[Records from a point labeling set]

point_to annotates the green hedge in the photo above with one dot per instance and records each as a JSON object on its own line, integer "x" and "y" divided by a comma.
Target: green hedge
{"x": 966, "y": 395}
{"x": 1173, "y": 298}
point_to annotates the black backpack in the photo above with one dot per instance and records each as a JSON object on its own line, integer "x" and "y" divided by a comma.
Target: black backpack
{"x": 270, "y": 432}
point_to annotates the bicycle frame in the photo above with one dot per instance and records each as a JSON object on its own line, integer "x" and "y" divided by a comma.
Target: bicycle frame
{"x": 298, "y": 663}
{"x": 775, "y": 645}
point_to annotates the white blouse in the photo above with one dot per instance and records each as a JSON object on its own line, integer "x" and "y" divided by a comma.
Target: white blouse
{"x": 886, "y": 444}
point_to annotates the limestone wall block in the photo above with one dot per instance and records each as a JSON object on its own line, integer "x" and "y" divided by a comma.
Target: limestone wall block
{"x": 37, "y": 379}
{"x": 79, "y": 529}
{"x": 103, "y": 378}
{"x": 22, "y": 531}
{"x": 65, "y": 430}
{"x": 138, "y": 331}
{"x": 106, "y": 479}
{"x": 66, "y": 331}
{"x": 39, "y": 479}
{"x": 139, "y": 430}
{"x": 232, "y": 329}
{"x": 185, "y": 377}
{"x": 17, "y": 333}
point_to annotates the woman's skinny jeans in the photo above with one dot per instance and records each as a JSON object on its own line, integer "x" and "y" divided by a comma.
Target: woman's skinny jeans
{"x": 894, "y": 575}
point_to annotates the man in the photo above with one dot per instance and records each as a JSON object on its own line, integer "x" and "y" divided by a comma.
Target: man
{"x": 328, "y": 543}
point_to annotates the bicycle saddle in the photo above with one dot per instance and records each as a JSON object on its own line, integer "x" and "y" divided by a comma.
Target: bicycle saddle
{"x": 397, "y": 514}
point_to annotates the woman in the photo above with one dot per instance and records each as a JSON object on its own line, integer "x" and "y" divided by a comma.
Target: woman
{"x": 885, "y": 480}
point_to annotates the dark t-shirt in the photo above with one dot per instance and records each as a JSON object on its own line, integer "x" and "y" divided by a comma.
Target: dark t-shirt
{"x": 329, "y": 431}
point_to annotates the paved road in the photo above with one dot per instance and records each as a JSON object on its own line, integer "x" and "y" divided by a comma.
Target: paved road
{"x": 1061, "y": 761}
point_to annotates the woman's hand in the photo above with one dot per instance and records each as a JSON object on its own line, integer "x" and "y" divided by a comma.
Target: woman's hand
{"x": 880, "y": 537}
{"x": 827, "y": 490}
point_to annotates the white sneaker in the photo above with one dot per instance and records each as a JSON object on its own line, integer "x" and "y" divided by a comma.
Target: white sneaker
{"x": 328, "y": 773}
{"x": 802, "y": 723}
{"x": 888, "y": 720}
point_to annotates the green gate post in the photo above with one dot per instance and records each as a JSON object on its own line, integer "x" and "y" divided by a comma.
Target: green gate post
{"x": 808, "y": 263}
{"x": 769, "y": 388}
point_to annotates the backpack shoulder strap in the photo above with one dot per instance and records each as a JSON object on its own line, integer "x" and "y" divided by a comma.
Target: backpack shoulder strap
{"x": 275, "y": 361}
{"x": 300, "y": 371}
--
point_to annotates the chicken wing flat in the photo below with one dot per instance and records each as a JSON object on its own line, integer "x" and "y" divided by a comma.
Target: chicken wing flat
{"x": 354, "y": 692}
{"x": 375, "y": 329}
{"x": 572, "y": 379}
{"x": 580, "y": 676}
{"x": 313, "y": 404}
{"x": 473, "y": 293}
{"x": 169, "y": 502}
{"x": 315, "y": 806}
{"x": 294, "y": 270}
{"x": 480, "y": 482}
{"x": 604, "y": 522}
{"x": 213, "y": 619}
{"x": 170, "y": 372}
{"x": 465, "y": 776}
* * *
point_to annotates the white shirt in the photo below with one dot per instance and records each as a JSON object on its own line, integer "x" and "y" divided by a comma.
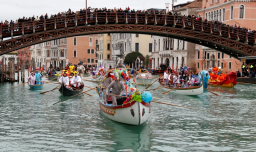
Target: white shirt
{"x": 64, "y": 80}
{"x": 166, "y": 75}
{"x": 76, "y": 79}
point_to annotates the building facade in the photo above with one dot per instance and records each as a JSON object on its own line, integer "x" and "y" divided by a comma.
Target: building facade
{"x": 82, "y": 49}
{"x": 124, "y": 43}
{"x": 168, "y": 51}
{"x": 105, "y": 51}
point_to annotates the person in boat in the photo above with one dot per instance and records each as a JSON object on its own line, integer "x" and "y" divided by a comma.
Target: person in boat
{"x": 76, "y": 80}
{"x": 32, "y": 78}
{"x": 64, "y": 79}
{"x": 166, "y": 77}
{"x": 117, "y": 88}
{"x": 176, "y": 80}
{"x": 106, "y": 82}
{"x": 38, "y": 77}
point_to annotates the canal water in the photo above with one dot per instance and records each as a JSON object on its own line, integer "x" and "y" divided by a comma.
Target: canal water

» **WHAT THIS TASK INVOLVES**:
How many lines in the entries above contain the string "shoulder"? Give only the number.

» **RESPONSE TO THE TASK**:
2